*THE PROBLEM:*
The records below must be retyped exactly.

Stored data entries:
## begin

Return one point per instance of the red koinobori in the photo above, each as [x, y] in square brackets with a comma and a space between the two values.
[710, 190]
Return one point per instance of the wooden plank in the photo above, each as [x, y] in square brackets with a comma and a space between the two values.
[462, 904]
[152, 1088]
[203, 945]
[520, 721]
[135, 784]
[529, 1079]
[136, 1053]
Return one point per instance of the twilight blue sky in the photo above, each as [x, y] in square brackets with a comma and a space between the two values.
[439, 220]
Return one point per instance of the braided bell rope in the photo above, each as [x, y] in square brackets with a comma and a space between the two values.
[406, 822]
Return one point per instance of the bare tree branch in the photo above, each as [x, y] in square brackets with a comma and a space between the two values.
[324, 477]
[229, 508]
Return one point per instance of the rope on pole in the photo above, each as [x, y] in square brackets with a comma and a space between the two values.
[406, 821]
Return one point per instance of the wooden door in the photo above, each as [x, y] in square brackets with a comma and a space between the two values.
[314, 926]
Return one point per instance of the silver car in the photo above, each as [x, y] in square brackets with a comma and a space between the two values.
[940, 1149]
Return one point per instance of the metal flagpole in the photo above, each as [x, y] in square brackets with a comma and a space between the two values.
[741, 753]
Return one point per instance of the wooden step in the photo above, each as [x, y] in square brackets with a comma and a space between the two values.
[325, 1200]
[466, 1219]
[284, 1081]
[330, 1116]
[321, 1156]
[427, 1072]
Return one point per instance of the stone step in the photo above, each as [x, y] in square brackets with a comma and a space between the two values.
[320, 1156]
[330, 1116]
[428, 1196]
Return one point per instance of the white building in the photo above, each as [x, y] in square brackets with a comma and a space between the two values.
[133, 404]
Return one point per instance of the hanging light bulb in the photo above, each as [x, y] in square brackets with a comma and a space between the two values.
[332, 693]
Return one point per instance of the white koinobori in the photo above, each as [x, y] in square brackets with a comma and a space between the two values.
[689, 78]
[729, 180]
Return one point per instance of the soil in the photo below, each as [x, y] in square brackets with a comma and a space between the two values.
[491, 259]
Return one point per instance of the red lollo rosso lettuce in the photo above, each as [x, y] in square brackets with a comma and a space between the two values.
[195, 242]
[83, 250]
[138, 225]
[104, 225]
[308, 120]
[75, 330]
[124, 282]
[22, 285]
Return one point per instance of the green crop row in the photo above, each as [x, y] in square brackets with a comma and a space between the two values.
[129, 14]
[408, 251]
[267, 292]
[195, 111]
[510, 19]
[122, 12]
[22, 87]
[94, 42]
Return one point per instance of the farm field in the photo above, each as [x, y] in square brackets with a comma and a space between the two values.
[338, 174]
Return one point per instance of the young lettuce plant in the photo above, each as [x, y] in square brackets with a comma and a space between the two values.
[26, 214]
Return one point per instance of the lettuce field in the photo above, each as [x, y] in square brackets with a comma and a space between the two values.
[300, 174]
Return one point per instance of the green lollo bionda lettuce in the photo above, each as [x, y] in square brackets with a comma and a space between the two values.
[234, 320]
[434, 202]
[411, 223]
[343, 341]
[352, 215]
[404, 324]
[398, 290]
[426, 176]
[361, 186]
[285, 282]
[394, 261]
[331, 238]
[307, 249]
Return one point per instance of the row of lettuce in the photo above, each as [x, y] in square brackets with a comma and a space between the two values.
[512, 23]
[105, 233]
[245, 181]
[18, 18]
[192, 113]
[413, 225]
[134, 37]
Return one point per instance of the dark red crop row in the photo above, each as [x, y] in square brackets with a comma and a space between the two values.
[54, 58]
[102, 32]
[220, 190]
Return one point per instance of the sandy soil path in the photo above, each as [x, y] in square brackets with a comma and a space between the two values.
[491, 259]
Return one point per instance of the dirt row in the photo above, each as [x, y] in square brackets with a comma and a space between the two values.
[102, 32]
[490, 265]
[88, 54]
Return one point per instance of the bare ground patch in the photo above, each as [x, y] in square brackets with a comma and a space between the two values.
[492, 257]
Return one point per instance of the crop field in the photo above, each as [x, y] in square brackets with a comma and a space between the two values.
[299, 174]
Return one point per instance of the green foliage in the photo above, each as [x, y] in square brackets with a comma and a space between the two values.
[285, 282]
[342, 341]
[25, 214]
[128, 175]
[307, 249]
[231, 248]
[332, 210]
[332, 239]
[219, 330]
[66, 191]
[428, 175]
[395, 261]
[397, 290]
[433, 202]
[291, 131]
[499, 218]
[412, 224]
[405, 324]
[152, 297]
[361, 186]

## end

*WRITTEN SOLUTION:*
Return one point per instance of the red koinobori in the photo above, each as [x, y] in square brackets with a comma and a space between the two values.
[710, 190]
Return one point per instance of the wooden plank in the photo above, each as [x, y] in square brackets with a comma and a space between the two values.
[462, 904]
[152, 1088]
[203, 945]
[520, 721]
[135, 784]
[529, 1079]
[136, 1053]
Return one point per instance of the twilight blue sky in the photo above, each as [x, y] in square brackets with a comma and a space between the two values.
[439, 220]
Return one point per instance of the braided bell rope in the photo above, each as [x, y] in square brackets with a comma and a space between the two values.
[406, 822]
Return one point per instance of the bare tree branch in the photo above, each as [x, y] in square brackets with a comma and a space between the two values.
[324, 477]
[229, 508]
Return one point per instance of the rope on pole in the photo above, each as [x, y] in square brackets with a comma and a space between the two values.
[406, 821]
Return one point per instance of the wooden door in the photo above, each as [x, y] in square brackets with a comma and a space between the two values.
[314, 926]
Return one point per instance of the silver car in the photo above, each as [x, y] in square brackets with a comma and a space between the two values.
[940, 1149]
Return one point per instance of the metal flagpole in the photo above, each as [x, y] in square brackets with a comma and a space between the two values.
[741, 753]
Return one point per instance of the wooden step in the photo above, each as [x, y] in square brackets with a comma and a space between the two values.
[325, 1200]
[466, 1219]
[284, 1081]
[330, 1116]
[321, 1156]
[427, 1072]
Return one point per instance of the stone step in the photo above, each as [x, y] in square brackets with a comma and a space between the two values.
[320, 1156]
[330, 1116]
[428, 1196]
Return one point per instance of the white building in the photo above, each as [x, y] in square brackets with a comma and a space between the two values.
[133, 404]
Return one point per instance of the hanging light bulb in the photo above, each as [x, y] in square brackets with a comma and a space between the two values.
[332, 693]
Return one point per instance of the white koinobori in the photo above, each as [x, y] in square brackets with a comma and a space between the two values.
[689, 78]
[729, 180]
Return one point per instance of the soil in the photo below, each as [x, y] in square brackets with a comma and a space between the two values.
[491, 259]
Return one point per instance of the red lollo rosso lettuce in the photo above, each as [x, y] in square brackets with a comma and a space between the two values.
[195, 242]
[83, 250]
[138, 225]
[104, 225]
[308, 120]
[75, 330]
[124, 282]
[22, 285]
Return one point per instance of the green crop row in the photo above, each as [x, y] in square brackets with a comma and a space between the two values.
[129, 14]
[408, 251]
[267, 292]
[195, 111]
[510, 19]
[122, 12]
[22, 87]
[94, 42]
Return one point per instance of the farm field in the photo above, each as [x, y] in square brackets with a comma and a space between the two values.
[338, 174]
Return one point per instance of the young lettuce plant in the photo above, each as [x, y] in square brackets with a comma and a space between the two values.
[26, 214]
Return one point per instance of the lettuce field in the photo above, each as [x, y] in square brackets with a comma and a space between the two values.
[300, 174]
Return one point per instance of the green lollo bionda lettuce in the photo above, each as [x, y] in square brackets with a comma and a space between the two values.
[234, 320]
[434, 202]
[411, 223]
[343, 341]
[352, 215]
[404, 324]
[398, 290]
[426, 176]
[361, 186]
[285, 282]
[394, 261]
[331, 238]
[307, 249]
Return one point per instance of the row of lettuce in the photo above, each as [x, y] in square brackets with a comma and a space between the two values.
[512, 23]
[105, 233]
[245, 181]
[18, 18]
[192, 113]
[413, 225]
[134, 37]
Return one point per instance of the dark red crop row in the photo above, each as [x, y] in square brackets with a comma and a space between the two values.
[54, 58]
[102, 32]
[220, 190]
Return one point per instance of the sandy soil path in the photo above, each as [x, y] in square brackets with a comma and a space between the two values.
[491, 259]
Return one point per instance of the dirt row in the photo above, each as [x, y] in square brackets with a comma and a space between the two values.
[102, 32]
[490, 265]
[88, 54]
Return one point per instance of the bare ground patch in the photo above, each as [x, y] in square brackets with a comma and a space between the two values.
[492, 257]
Return one point per instance of the crop field in the photo above, each as [x, y] in square brackets with a comma and a space between the two values.
[299, 174]
Return one point per instance of the green foliage in the photo above, each as [x, y] in square brackets with a comma and a space between the two values.
[285, 282]
[342, 341]
[25, 214]
[128, 175]
[307, 249]
[231, 248]
[332, 210]
[332, 239]
[219, 330]
[66, 191]
[428, 175]
[395, 261]
[397, 290]
[433, 202]
[291, 131]
[499, 218]
[412, 224]
[405, 324]
[152, 297]
[361, 186]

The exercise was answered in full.